** WRITTEN EXERCISE **
In this exercise, copy exactly the lines from the one that contains "Q: For each instance of the shrub" through the end of the entries below; pictures are not copied.

** EXTRACTED MATERIAL **
**********

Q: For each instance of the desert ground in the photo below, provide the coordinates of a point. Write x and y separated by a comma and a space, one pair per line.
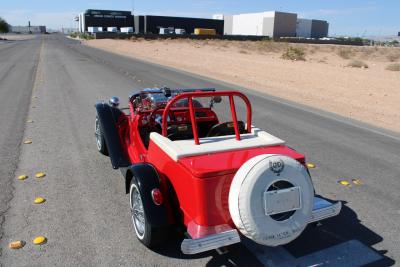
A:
362, 83
16, 37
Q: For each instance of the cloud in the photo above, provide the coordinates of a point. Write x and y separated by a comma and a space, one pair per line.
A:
52, 20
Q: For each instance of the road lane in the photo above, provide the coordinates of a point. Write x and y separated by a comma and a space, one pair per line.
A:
18, 62
86, 216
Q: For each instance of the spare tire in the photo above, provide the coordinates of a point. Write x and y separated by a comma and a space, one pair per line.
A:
271, 199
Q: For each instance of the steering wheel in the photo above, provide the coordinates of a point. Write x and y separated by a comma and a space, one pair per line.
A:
152, 119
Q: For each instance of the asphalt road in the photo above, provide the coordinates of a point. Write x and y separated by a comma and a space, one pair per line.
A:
86, 216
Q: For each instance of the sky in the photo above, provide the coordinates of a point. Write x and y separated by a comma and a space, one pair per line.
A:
346, 17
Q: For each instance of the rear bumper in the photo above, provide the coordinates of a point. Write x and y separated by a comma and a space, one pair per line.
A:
323, 209
194, 246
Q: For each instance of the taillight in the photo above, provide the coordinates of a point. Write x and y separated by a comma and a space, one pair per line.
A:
157, 197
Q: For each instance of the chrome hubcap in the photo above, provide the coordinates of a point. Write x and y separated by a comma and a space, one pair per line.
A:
137, 212
97, 133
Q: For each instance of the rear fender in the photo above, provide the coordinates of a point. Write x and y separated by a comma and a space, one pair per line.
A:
148, 179
108, 117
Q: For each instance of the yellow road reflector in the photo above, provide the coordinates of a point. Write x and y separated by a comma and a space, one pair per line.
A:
22, 177
310, 165
39, 200
344, 183
40, 240
16, 244
40, 175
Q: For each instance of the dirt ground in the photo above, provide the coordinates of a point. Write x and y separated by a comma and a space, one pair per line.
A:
16, 37
324, 80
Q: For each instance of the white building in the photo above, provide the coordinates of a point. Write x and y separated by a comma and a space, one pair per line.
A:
303, 28
272, 24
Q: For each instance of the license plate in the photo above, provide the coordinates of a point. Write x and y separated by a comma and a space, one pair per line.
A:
283, 200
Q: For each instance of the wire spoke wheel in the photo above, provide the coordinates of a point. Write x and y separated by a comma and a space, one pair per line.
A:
97, 133
137, 212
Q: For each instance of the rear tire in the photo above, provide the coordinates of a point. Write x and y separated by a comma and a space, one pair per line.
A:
100, 141
147, 234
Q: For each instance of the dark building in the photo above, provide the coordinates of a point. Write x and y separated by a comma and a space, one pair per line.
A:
319, 29
104, 19
152, 24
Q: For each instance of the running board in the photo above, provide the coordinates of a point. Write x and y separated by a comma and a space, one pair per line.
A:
324, 209
194, 246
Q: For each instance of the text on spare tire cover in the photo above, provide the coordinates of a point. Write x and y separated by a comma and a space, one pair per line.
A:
277, 166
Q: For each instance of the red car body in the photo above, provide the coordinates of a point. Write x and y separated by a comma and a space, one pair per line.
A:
194, 188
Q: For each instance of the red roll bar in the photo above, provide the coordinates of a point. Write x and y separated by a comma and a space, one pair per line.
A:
190, 97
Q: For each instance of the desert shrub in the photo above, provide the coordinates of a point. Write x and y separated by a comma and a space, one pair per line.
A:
393, 57
358, 64
293, 53
267, 45
345, 53
393, 67
73, 34
86, 36
4, 27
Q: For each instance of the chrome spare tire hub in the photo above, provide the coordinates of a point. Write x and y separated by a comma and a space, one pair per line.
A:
137, 212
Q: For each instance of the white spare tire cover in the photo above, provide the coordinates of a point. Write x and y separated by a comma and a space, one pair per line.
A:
247, 199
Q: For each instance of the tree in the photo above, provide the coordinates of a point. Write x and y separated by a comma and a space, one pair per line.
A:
4, 27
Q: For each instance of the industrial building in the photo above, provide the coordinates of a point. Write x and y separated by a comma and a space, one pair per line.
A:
312, 28
28, 29
153, 24
274, 24
105, 19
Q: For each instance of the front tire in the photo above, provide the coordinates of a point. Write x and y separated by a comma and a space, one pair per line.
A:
147, 234
100, 141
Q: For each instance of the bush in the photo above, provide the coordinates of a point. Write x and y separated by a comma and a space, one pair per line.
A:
4, 27
393, 67
293, 53
345, 53
86, 36
393, 57
358, 64
73, 34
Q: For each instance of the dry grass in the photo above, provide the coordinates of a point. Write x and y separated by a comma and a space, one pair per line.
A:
393, 57
358, 64
294, 53
345, 53
393, 67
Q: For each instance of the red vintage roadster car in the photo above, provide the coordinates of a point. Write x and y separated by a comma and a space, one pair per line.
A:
219, 179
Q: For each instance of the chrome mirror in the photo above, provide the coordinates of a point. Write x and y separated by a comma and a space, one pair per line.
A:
114, 101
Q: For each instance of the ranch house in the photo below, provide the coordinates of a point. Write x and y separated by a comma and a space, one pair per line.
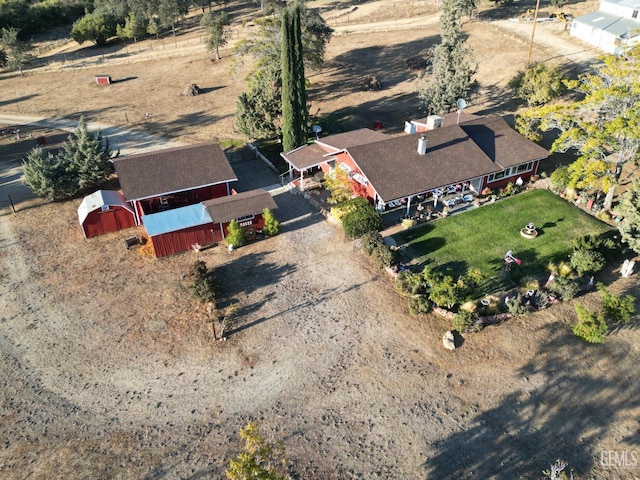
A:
433, 160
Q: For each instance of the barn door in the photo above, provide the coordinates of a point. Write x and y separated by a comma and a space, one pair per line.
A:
109, 221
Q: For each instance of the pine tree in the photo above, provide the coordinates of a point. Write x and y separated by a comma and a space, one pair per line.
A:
629, 208
88, 157
453, 67
84, 163
47, 176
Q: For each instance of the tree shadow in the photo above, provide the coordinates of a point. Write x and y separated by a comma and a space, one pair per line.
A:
559, 410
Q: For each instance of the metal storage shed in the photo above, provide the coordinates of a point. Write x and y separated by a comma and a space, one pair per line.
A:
105, 211
178, 230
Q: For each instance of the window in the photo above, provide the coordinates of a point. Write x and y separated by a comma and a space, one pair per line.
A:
497, 176
525, 167
245, 221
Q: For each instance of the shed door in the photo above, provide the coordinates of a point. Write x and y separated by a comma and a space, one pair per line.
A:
109, 221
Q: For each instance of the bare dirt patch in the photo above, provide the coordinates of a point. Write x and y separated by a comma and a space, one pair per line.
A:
110, 369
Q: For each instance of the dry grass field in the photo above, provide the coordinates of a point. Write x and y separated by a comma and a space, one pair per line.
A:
109, 368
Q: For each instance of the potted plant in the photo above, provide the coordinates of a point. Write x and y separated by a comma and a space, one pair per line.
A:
408, 222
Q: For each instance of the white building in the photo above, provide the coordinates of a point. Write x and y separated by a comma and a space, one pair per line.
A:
612, 28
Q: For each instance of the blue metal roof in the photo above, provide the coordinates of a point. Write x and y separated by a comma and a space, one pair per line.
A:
176, 219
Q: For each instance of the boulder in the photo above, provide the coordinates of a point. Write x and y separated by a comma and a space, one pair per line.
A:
449, 341
192, 90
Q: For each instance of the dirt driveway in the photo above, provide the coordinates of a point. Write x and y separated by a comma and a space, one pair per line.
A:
109, 368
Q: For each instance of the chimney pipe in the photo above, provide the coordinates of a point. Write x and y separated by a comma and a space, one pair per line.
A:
422, 144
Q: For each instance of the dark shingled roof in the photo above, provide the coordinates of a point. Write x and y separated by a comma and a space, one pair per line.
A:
501, 143
173, 170
396, 169
253, 202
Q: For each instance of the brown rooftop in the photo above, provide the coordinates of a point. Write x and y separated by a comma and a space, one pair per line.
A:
253, 202
501, 143
173, 170
395, 168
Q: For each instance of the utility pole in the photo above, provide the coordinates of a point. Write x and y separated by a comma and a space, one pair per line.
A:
533, 31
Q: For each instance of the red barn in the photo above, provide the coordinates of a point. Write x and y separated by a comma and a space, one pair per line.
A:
181, 229
105, 211
176, 177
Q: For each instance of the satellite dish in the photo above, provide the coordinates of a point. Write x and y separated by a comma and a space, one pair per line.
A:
461, 102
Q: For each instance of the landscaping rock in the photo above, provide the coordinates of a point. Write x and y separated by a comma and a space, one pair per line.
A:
448, 341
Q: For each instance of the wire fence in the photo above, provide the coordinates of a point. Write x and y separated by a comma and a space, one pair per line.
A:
121, 54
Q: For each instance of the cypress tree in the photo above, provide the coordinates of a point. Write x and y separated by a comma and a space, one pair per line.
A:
288, 89
294, 95
301, 88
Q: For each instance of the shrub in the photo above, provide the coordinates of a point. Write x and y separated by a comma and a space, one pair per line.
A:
370, 241
465, 321
530, 283
235, 235
559, 179
203, 285
373, 245
564, 288
606, 246
537, 84
591, 326
617, 309
410, 283
362, 219
587, 261
271, 224
419, 304
443, 290
540, 300
516, 306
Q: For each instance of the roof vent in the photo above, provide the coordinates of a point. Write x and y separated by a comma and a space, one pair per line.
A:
422, 144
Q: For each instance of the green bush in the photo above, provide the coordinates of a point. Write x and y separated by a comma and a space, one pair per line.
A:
235, 235
587, 261
419, 304
410, 283
465, 321
591, 326
443, 290
538, 84
599, 243
564, 288
516, 306
617, 309
271, 224
361, 219
203, 285
559, 179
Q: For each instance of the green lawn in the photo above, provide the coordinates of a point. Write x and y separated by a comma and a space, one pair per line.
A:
479, 238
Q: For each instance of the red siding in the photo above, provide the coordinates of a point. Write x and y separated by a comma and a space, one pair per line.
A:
181, 199
503, 181
112, 220
183, 240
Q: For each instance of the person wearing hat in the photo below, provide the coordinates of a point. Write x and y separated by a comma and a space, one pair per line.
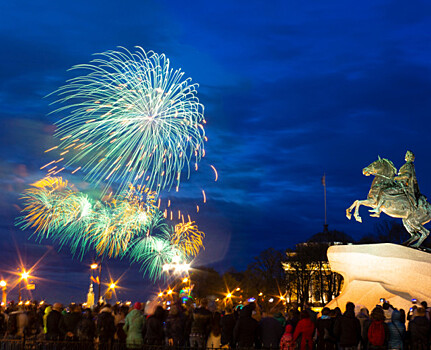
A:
133, 327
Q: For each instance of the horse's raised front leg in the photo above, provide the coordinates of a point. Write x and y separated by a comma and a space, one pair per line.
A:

**********

** RESULT OF THIS TASK **
Q: For each instance of the shrub in the photo above, provide the coordinates of a point. Write x and y separated by a comma and a space, one pair per line.
A:
370, 241
465, 321
530, 283
235, 235
559, 179
203, 285
373, 245
564, 288
606, 246
537, 84
591, 326
617, 309
410, 283
362, 219
587, 261
271, 224
419, 304
443, 290
540, 300
516, 306
Q: For each instance of the roof vent in the photo above, provide the coordinates of a point. Write x and y separated by a comma and a space, one pair per line.
A:
422, 144
Q: For each instance of the green bush in the photo above, provide the coordinates of a point. Write x and y separated by a comma and a space, one pair per line.
A:
235, 235
587, 261
419, 304
410, 283
465, 321
591, 326
443, 290
538, 84
599, 243
564, 288
516, 306
617, 309
271, 224
361, 219
203, 285
559, 179
Q: For each instance of the green lawn in the photo above, provide the coordinates of a point. Write x and y separated by a comma and a space, one pair per line.
A:
479, 238
Q: For each instance of the red siding in the photo above, provide the coordinates of a point. Write x and y separated by a comma and a space, one pair per line.
A:
181, 199
503, 181
112, 220
183, 240
Q: For each instance of the person wearing hat in the photo below, provide the coordinates of a point. Write x and y separated by a comma and a space, one pair per line.
A:
133, 327
Q: For each instance of the horse's raised front leg in the photo above, provide the coordinates of a point. Write x and y separated by a comma and a space, one pair per line.
A:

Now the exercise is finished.